Count the lines in the records below that contain the string "results", and give only the number.

-- Start GIVEN DATA --

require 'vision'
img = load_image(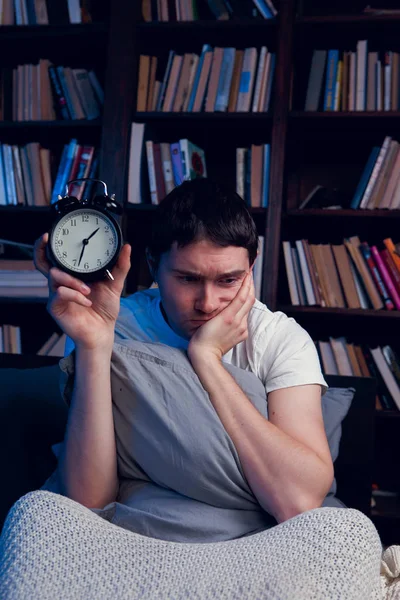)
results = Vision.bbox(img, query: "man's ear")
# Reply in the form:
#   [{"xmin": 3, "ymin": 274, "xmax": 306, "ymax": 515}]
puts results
[{"xmin": 146, "ymin": 248, "xmax": 157, "ymax": 281}]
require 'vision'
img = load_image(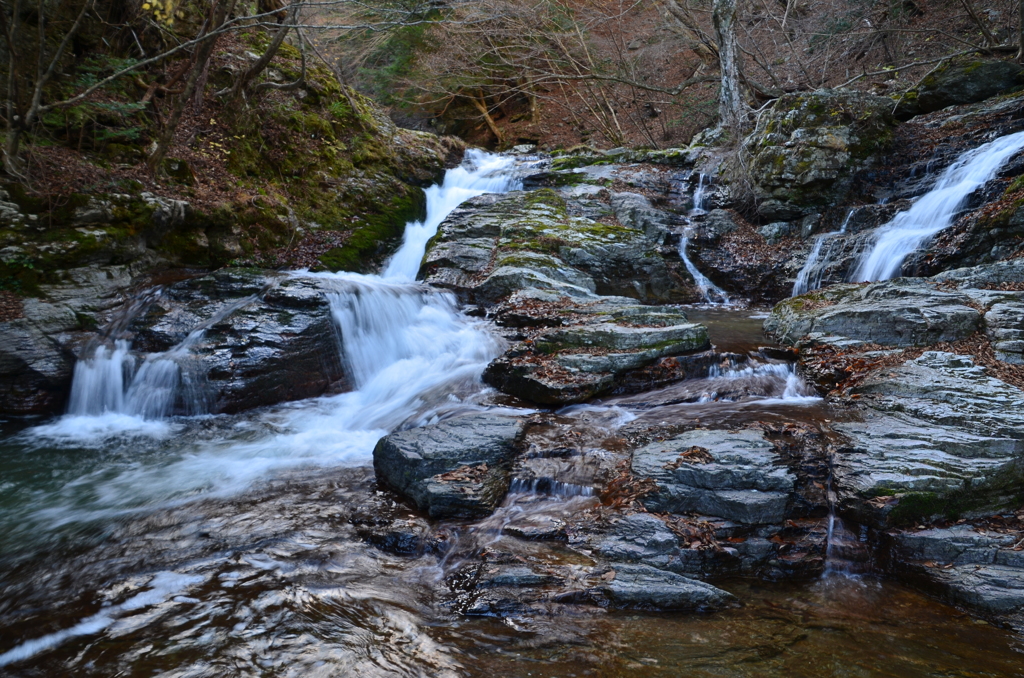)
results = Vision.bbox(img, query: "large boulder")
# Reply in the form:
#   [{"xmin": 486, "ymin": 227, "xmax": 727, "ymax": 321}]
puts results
[
  {"xmin": 0, "ymin": 266, "xmax": 138, "ymax": 415},
  {"xmin": 633, "ymin": 429, "xmax": 796, "ymax": 524},
  {"xmin": 598, "ymin": 564, "xmax": 738, "ymax": 611},
  {"xmin": 420, "ymin": 188, "xmax": 673, "ymax": 304},
  {"xmin": 896, "ymin": 58, "xmax": 1024, "ymax": 120},
  {"xmin": 483, "ymin": 297, "xmax": 710, "ymax": 405},
  {"xmin": 374, "ymin": 413, "xmax": 524, "ymax": 518},
  {"xmin": 833, "ymin": 351, "xmax": 1024, "ymax": 525},
  {"xmin": 743, "ymin": 90, "xmax": 896, "ymax": 221},
  {"xmin": 129, "ymin": 270, "xmax": 344, "ymax": 414}
]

-- End GIVEN DATA --

■ ANSWER TO THIS TASK ■
4